### Instructions to follow
Begin at the line that contains "Help me find the gray" and stop after the line that contains "[378,201,407,218]". Reproduce those lines of the entries below, requests included, and shift every bounding-box coordinate in the answers up by 42.

--

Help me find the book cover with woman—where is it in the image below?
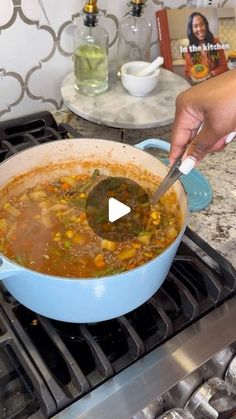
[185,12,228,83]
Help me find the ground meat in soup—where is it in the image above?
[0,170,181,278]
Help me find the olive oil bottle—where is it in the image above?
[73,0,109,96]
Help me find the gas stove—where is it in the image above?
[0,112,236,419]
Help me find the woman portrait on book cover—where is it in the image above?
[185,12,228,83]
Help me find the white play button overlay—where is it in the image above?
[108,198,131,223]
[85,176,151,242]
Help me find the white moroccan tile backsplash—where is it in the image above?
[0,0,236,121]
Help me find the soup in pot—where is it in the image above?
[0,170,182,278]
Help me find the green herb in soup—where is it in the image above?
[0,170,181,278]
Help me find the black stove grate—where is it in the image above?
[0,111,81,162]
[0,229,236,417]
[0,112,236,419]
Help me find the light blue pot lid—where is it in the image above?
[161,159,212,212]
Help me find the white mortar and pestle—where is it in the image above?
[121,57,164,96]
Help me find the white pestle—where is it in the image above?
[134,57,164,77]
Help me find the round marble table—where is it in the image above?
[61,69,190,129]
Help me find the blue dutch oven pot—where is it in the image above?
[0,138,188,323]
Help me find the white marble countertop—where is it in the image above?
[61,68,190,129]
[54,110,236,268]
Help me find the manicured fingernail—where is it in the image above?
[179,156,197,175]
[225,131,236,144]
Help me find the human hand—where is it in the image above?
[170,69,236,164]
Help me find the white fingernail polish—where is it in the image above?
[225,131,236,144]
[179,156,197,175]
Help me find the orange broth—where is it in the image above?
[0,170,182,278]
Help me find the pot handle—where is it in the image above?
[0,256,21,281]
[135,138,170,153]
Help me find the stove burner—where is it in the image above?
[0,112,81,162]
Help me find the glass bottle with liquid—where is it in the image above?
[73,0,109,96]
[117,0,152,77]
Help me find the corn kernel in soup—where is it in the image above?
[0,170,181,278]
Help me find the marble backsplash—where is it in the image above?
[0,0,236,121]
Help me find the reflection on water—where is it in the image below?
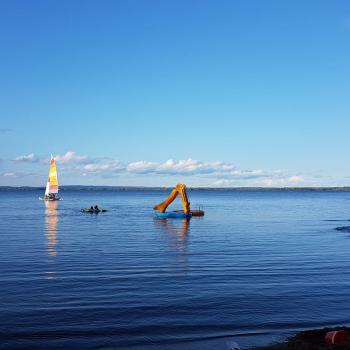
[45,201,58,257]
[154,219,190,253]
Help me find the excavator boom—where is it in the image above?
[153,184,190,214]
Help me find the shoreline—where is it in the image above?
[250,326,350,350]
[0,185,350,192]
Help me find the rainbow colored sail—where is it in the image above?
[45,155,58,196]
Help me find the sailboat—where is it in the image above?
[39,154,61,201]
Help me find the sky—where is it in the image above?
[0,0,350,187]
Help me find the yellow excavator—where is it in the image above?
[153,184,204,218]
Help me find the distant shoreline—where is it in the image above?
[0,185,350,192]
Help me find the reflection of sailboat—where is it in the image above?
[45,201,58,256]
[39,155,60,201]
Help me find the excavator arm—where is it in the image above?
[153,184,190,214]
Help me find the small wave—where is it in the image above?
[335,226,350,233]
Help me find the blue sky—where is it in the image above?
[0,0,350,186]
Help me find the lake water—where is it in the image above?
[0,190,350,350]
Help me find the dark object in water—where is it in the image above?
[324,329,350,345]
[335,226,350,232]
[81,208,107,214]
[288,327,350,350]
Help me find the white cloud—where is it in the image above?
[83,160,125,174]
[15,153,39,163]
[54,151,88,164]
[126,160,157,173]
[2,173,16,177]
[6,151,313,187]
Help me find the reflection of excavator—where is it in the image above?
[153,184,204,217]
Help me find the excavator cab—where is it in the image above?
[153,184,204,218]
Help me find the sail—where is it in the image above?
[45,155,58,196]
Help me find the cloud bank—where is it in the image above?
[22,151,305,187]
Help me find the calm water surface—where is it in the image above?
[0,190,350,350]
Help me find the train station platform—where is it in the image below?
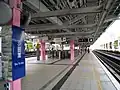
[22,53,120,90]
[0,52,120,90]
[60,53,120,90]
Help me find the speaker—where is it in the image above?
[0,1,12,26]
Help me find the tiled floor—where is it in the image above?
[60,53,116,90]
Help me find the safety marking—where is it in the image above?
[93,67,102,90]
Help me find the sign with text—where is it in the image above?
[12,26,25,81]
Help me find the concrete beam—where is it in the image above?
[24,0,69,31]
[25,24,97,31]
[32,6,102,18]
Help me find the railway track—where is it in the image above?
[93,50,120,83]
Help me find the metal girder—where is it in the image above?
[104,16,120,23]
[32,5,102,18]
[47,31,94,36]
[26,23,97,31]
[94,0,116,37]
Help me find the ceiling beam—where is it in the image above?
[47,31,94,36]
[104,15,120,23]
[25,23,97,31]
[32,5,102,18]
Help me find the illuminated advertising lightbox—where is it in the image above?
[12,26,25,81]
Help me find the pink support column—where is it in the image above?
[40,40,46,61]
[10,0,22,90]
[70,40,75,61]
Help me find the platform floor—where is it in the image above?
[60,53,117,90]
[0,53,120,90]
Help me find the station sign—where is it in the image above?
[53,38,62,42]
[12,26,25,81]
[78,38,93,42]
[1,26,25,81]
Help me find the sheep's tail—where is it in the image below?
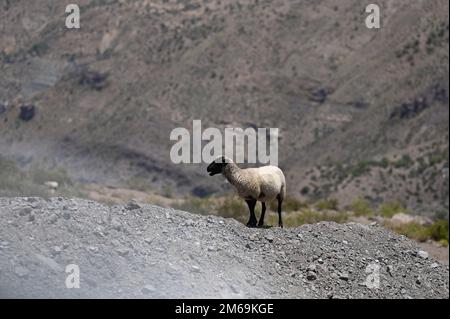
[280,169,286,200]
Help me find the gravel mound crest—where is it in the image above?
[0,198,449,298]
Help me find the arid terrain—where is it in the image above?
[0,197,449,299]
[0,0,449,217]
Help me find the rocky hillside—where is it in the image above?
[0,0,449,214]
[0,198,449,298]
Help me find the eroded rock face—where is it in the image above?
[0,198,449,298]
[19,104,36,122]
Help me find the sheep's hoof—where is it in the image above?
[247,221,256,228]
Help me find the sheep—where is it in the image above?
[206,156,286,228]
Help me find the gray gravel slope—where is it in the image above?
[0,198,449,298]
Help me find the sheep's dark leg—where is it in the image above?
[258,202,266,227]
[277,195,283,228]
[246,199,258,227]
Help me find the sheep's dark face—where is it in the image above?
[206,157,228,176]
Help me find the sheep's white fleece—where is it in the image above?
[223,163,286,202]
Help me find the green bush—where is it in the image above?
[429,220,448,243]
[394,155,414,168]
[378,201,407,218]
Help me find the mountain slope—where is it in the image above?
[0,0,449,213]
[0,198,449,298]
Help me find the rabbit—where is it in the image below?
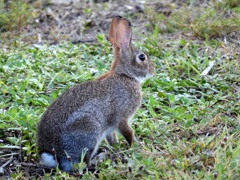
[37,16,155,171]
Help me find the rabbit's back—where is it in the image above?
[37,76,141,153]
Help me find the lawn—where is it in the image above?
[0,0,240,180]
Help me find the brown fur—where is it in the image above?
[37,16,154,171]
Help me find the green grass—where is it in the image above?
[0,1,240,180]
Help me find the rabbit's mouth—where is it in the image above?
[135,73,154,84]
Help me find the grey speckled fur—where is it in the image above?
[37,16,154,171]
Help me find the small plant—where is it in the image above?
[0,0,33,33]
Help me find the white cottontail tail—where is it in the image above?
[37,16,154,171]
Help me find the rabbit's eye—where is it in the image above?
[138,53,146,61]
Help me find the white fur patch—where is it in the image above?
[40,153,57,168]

--

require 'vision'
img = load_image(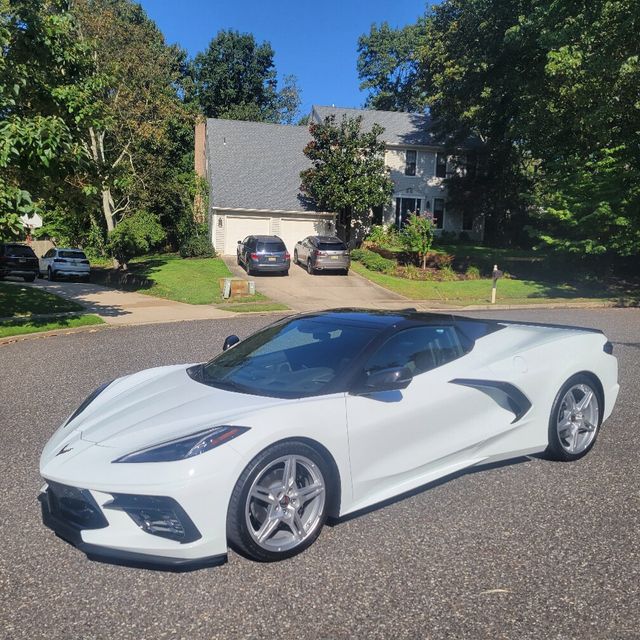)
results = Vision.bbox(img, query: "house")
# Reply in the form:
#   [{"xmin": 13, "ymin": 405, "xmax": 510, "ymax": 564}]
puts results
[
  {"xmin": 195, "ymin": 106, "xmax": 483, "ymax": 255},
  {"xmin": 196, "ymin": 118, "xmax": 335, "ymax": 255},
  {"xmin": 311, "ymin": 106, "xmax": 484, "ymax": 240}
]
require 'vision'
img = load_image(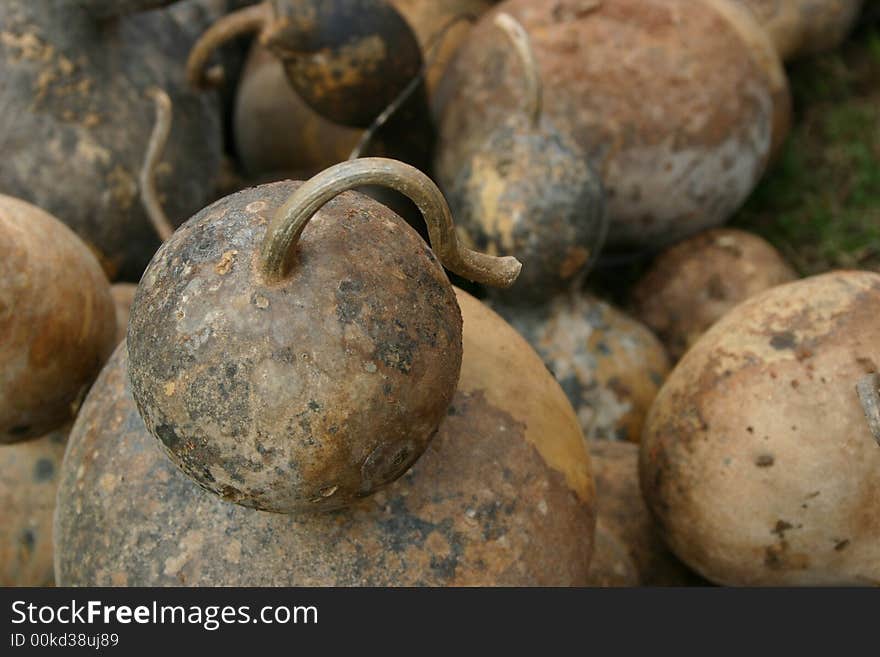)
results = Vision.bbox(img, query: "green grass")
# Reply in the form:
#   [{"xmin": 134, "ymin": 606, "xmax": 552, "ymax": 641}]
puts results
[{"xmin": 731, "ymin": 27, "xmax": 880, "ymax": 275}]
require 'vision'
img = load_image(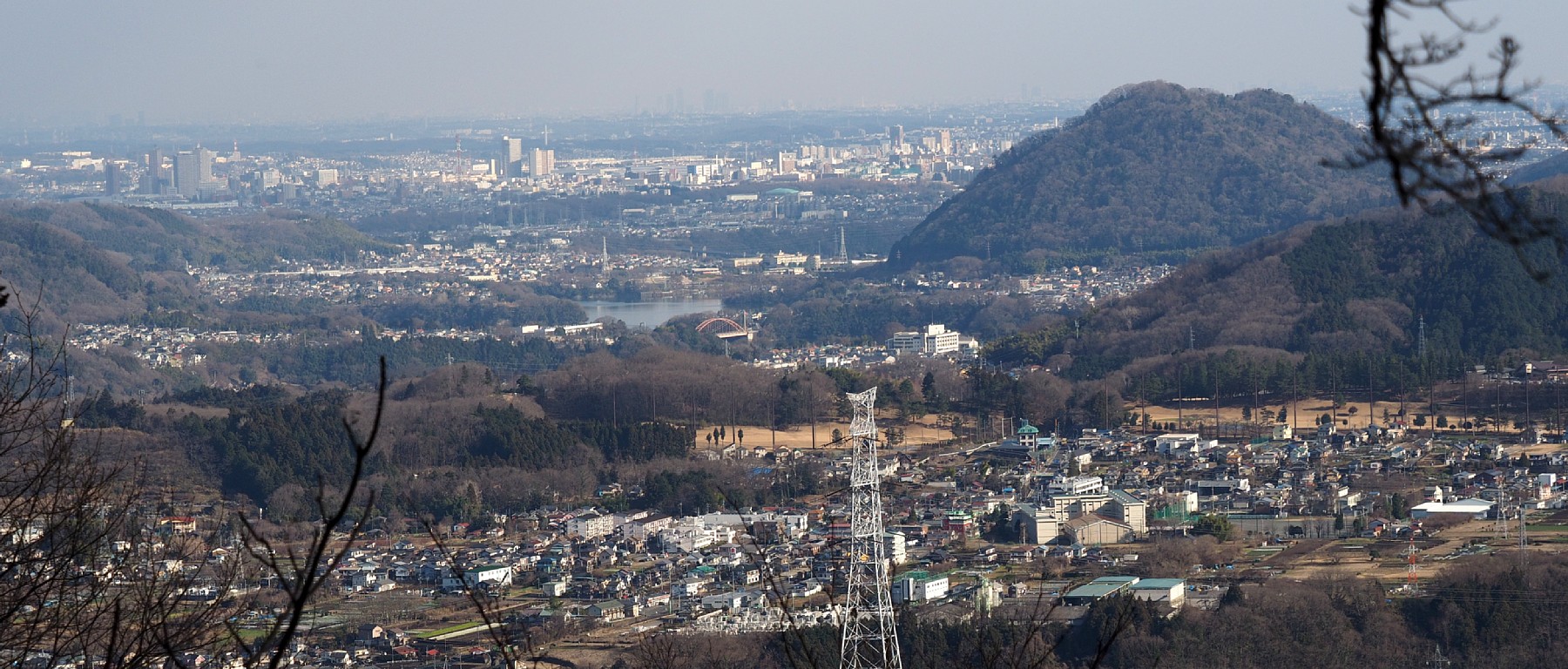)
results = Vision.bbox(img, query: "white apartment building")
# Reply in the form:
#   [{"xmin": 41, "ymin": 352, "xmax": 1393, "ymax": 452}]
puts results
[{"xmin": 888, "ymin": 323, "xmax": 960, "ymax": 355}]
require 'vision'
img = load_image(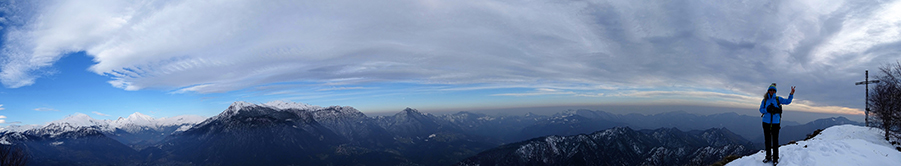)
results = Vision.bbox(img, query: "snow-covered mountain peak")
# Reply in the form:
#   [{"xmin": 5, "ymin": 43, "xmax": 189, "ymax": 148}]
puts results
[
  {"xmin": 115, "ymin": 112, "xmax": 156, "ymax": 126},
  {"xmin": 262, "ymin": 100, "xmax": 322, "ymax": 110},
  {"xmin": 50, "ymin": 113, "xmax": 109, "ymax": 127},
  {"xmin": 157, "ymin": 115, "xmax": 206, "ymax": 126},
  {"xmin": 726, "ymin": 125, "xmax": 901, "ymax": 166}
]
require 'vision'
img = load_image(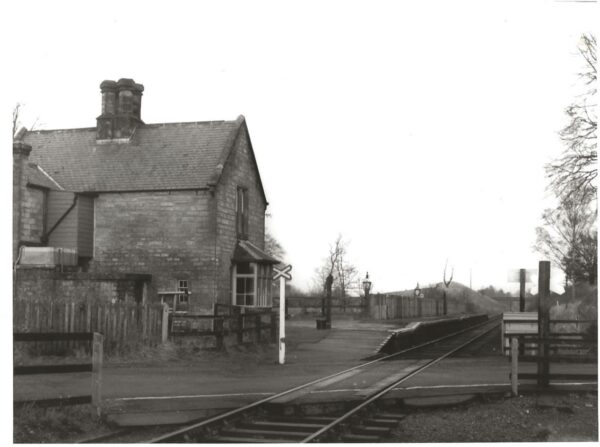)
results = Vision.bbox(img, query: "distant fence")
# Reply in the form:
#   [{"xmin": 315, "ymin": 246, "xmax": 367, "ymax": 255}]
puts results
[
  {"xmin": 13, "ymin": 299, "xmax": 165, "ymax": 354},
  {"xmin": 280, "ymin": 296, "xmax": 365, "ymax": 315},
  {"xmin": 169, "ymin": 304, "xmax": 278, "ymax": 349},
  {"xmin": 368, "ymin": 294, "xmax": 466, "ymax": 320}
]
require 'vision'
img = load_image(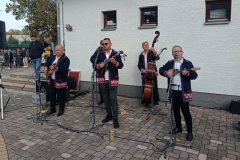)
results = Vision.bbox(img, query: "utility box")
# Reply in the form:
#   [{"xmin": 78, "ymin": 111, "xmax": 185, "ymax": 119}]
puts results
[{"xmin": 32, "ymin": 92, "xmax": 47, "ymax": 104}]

--

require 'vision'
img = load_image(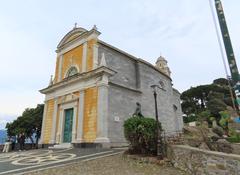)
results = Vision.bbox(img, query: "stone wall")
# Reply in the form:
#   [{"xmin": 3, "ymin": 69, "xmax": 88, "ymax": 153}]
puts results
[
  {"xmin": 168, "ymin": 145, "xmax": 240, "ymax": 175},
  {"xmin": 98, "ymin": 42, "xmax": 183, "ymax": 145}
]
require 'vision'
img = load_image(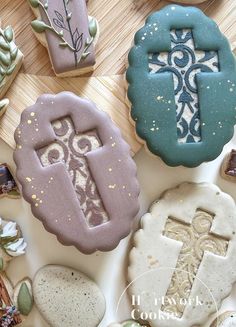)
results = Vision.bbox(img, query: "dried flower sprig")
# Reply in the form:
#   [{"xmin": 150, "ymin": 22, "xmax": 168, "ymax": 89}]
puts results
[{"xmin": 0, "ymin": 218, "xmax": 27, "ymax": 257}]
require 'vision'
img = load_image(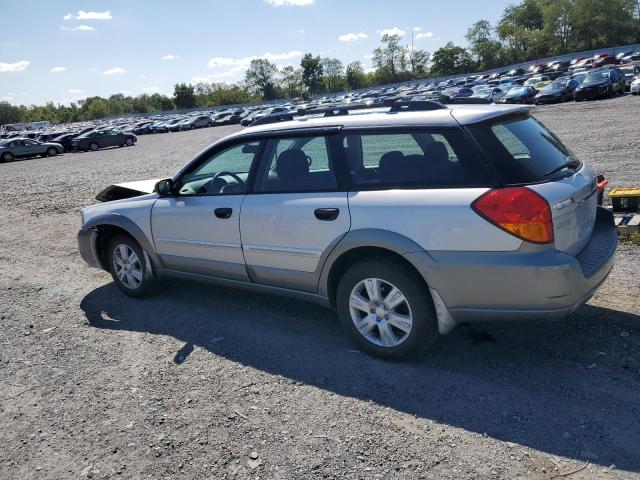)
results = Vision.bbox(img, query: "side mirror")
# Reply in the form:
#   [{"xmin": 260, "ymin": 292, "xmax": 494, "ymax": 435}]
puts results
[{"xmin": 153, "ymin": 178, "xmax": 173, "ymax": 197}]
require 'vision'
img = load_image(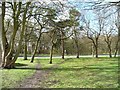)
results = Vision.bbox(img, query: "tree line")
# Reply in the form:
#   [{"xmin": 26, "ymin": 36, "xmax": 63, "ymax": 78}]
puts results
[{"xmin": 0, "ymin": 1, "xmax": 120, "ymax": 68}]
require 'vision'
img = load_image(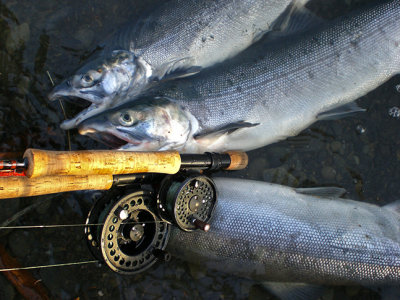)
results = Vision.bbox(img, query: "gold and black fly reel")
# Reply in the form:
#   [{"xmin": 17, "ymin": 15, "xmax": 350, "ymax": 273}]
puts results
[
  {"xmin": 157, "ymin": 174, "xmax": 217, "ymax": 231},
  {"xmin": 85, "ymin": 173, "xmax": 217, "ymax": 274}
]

--

### Result for this task
Help me find the gray gravel slope—where is it in the image above?
[42,240,491,340]
Help me find the sheep's dark leg—where is it in the image above?
[300,244,308,269]
[319,237,325,270]
[288,241,300,269]
Help me find the sheep's dark face—where is it in the image above?
[248,199,270,218]
Help me find the sheep's white fleece—where is it in the image above?
[265,205,328,244]
Help me find the green bush—where is it in the image above?
[471,262,490,285]
[436,197,456,210]
[420,243,449,260]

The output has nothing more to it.